● TO BE DONE: Rewrite the listing below as a numbered list, skipping any blank lines. Leave the pictures out of your answer.

● MATERIAL FOR THIS TASK:
^^^^^^^^

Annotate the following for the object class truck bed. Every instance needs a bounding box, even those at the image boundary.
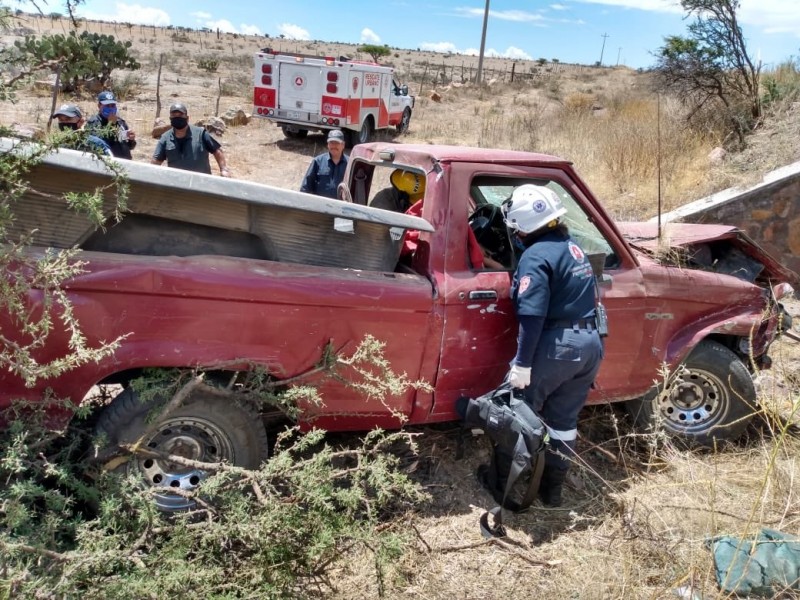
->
[0,138,433,271]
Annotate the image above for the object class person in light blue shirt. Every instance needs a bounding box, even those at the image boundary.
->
[300,129,348,198]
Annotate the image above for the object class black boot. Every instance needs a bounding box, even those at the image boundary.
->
[539,467,567,507]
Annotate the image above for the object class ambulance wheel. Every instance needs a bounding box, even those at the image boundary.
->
[397,108,411,133]
[627,340,756,447]
[350,117,374,146]
[281,127,308,140]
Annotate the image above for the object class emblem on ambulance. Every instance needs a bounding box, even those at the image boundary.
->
[569,242,584,262]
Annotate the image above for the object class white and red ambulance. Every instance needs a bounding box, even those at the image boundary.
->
[253,48,414,146]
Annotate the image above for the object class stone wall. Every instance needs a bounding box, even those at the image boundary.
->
[650,163,800,273]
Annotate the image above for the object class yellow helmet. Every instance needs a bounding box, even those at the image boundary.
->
[389,169,425,202]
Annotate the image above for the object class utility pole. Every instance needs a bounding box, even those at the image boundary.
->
[600,33,610,67]
[475,0,489,85]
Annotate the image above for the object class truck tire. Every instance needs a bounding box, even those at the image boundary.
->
[96,388,267,512]
[281,126,308,140]
[626,340,756,447]
[349,116,375,146]
[397,107,411,134]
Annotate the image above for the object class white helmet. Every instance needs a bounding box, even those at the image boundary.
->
[503,183,567,233]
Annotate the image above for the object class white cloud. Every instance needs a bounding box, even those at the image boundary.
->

^^^^^^^^

● OUTPUT FOR THIS TASK:
1. Annotate the following for the object class truck bed. Every instance needs a bounding box, even those at the image boundary.
2. ->
3. [0,138,433,271]
4. Annotate the image above for the object class person in light blue shirt. Every instance needs a bounding box, even those at the image boundary.
5. ->
6. [300,129,348,198]
7. Annotate the image above for the object class black boot. Every instance needs a bounding box, even those at the image boundary.
8. ->
9. [539,467,567,507]
10. Annotate the image above for the object class ambulance wheel. Every instance needs a bounding box, even those at the image boundary.
11. ->
12. [397,108,411,133]
13. [627,340,756,447]
14. [350,117,374,146]
15. [281,127,308,140]
16. Annotate the image above for the object class emblem on ambulance. Every instance needs a bounding box, even those at the image boundary.
17. ->
18. [569,242,584,262]
19. Annotate the image above for the object class white and red ambulance. Every instance needs a bounding box, even those at the image boundary.
20. ->
21. [253,48,414,146]
22. Annotate the image above for the object class stone wall. Every instance needs a bounding box, even those at the image boundary.
23. ->
24. [650,163,800,273]
25. Annotate the image above for the object class yellow helmet. Every instance needs a bounding box, even those at the image boundary.
26. ->
27. [389,169,425,202]
28. Annotate the image above for the object class utility pole. Every instance needs a bounding box, even those at the image boundary.
29. ->
30. [600,33,610,67]
31. [475,0,489,85]
32. Annotate the image above for the object class truck tire. Every instance needs a bounding box, even those at the image boundary.
33. ->
34. [96,388,267,512]
35. [281,126,308,140]
36. [626,340,756,447]
37. [349,116,375,146]
38. [397,107,411,134]
39. Annotate the image above for the object class white helmet. Every instance needs a bounding box, even those at the image boundary.
40. ->
41. [503,183,567,233]
42. Annotate the image above for the object class white cloud. Every instance needs a bounding box, even those at the image boundary.
43. ->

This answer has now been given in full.